Texte de lecture
_ _ _

Qui a prétendu que Jean-Louis MURAT n'était affecté que par les tracas d'un poète sombre et maladivement maudit? Pour ceux, trop distraits, qui l'écoutaient à peine, l'impression de mélancolie ravageuse est une appréciation trop générale pour être exacte. L'artiste sait aussi s'exprimer de manière quasi primesautière, ne nous y trompons pas.
À l'instar de la précédente chanson évoquée, Le Venin, MURAT a su composer l'une des mélodies les plus entraînantes, voire entêtantes au point qu'entendant les premières notes, on jurerait qu'elles entonnent un air folklorique ancien et connu. L'art majeur, chez lui, de savoir emprunter maintes influences musicales, maints répertoires venus d'ailleurs ou en lointaines époques, n'est plus à démontrer.

_ _ _

Données enregistrées

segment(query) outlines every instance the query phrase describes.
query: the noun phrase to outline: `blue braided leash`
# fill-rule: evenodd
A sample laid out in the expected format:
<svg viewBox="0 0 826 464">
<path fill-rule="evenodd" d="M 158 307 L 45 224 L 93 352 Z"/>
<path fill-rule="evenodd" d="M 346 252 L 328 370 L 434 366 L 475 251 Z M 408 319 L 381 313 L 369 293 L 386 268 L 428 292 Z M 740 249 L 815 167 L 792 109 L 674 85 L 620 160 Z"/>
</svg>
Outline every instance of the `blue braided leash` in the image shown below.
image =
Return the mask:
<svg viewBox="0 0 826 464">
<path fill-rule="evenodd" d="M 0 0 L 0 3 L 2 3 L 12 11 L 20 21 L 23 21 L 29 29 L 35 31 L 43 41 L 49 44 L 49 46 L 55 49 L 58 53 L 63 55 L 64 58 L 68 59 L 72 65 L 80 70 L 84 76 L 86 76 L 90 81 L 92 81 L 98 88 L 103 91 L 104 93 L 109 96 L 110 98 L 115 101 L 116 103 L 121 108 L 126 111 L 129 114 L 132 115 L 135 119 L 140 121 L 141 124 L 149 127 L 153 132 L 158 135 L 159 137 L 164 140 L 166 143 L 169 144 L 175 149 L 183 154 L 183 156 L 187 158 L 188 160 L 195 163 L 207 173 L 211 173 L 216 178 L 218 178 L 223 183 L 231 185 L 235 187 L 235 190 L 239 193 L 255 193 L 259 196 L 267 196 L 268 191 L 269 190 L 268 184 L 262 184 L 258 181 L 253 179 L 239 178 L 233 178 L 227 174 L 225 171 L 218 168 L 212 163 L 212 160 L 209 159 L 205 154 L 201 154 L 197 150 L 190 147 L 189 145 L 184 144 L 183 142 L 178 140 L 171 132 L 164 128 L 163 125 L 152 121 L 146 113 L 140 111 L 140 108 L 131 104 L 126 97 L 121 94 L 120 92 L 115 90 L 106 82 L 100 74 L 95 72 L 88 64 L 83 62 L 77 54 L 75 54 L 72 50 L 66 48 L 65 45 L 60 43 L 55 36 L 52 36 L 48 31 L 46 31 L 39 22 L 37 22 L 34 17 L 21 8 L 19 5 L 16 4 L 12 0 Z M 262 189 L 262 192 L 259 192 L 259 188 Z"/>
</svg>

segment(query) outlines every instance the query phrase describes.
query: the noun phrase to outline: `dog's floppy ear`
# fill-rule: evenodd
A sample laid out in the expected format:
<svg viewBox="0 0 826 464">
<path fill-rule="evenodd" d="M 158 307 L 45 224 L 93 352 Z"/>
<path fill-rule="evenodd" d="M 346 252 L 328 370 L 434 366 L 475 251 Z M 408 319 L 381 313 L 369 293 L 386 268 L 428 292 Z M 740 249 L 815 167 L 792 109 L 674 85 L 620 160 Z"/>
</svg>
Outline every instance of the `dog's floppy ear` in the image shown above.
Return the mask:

_ _ _

Exercice
Poursuivez le texte sur Jean-Louis Murat à partir de sa dernière phrase. La liste constitue un matériau indépendant du texte sur Jean-Louis Murat.

Réponse
Un peu planquée dans la liste des titres qui forment la constellation "Mustango", - album de 1999, fortement et justement recommandé par nombre de ses admirateurs, - la ritournelle Au Mont Sans-Souci vous convie à entrer dans la chandelle très large dessinée par une enfance jamais avare de confessions et plaisirs collectifs ayant vocation de parler au tue-tête de nos souvenirs les plus reculés.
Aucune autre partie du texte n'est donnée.